DG: The idea that alienation is a bad thing is a modernist problem. Most philosophical movements—and, by extension, social movements—actually embrace alienation. You’re trying to achieve a state of alienation. That’s the ideal if you’re a Buddhist or an early Christian, for example; alienation is a sign that you understand something about the reality of the world.
So perhaps what’s new with modernity is that people feel they shouldn’t be alienated. Colin Campbell wrote a book called The Romantic Ethic and the Spirit of Modern Consumerism , in which he argued that modernity has introduced a genuinely new form of hedonism. Hedonism is no longer just getting the sex, drugs, and rock ’n’ roll or whatever but it’s become a matter of selling new fantasies so that you’re always imagining the thing you want. The object of desire is just an excuse, a pretext, and that’s why you’re always disappointed when you get it.

#### [WHAT YOU HAVE TO DO]
Please retype the passage on alienation and modern hedonism from "So perhaps what’s" to "you get it.".

#### [THE DATA]
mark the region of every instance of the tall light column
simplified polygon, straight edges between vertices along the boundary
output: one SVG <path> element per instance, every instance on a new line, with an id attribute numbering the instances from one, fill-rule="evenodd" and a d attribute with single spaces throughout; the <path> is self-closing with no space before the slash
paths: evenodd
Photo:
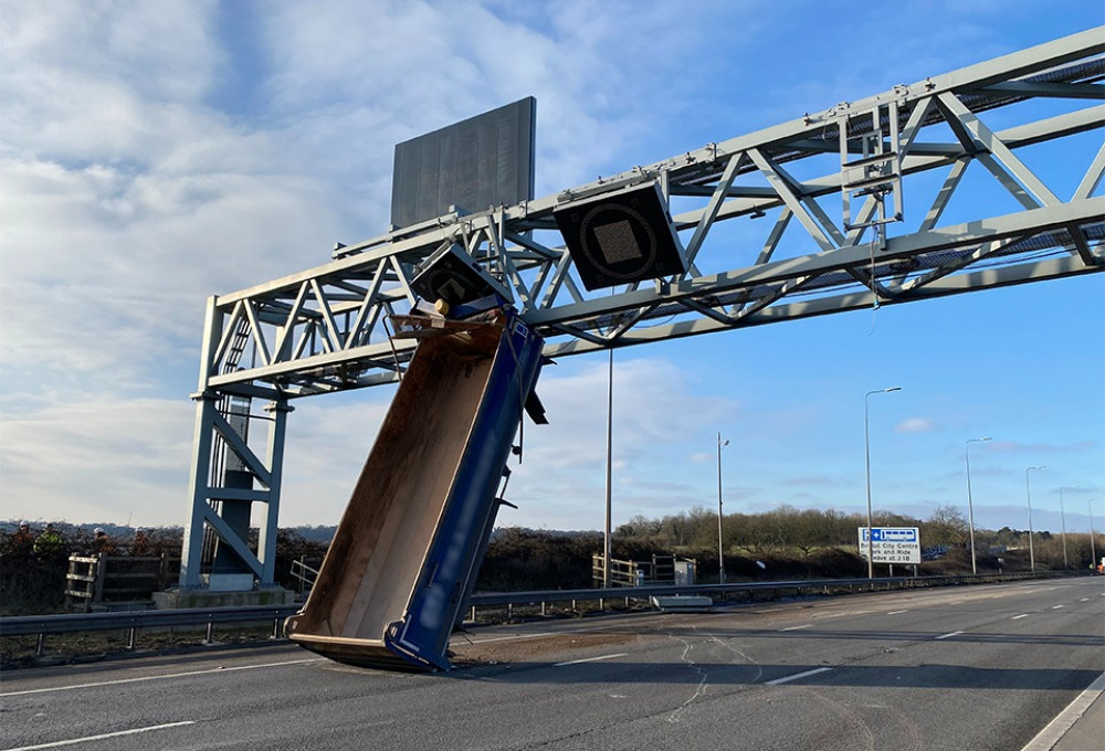
<path id="1" fill-rule="evenodd" d="M 1094 499 L 1091 498 L 1086 501 L 1086 506 L 1090 508 L 1090 565 L 1094 571 L 1097 570 L 1097 547 L 1094 544 Z"/>
<path id="2" fill-rule="evenodd" d="M 1034 469 L 1046 469 L 1048 467 L 1029 467 L 1024 470 L 1024 495 L 1029 501 L 1029 567 L 1035 572 L 1035 549 L 1032 547 L 1032 488 L 1029 485 L 1029 473 Z"/>
<path id="3" fill-rule="evenodd" d="M 869 391 L 863 395 L 863 454 L 867 474 L 867 579 L 875 578 L 875 543 L 871 526 L 871 429 L 867 413 L 870 412 L 871 394 L 883 394 L 890 391 L 901 391 L 902 387 L 892 385 L 888 389 Z"/>
<path id="4" fill-rule="evenodd" d="M 982 441 L 990 441 L 989 436 L 985 438 L 971 438 L 964 446 L 964 452 L 967 455 L 967 521 L 970 525 L 970 572 L 978 573 L 978 563 L 975 559 L 975 505 L 971 503 L 970 498 L 970 445 L 972 443 L 981 443 Z"/>
<path id="5" fill-rule="evenodd" d="M 722 446 L 728 446 L 729 442 L 722 442 L 722 433 L 717 433 L 717 575 L 718 582 L 725 583 L 725 546 L 722 542 Z"/>
<path id="6" fill-rule="evenodd" d="M 610 369 L 607 372 L 607 526 L 602 536 L 602 586 L 610 589 L 610 479 L 611 465 L 613 464 L 613 432 L 614 432 L 614 350 L 610 348 Z"/>
<path id="7" fill-rule="evenodd" d="M 1063 568 L 1071 568 L 1071 559 L 1066 557 L 1066 509 L 1063 508 L 1063 488 L 1059 488 L 1059 518 L 1063 525 Z"/>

#### [RESPONSE AREA]
So perhaps what’s new with modernity is that people feel they shouldn’t be alienated. Colin Campbell wrote a book called The Romantic Ethic and the Spirit of Modern Consumerism , in which he argued that modernity has introduced a genuinely new form of hedonism. Hedonism is no longer just getting the sex, drugs, and rock ’n’ roll or whatever but it’s become a matter of selling new fantasies so that you’re always imagining the thing you want. The object of desire is just an excuse, a pretext, and that’s why you’re always disappointed when you get it.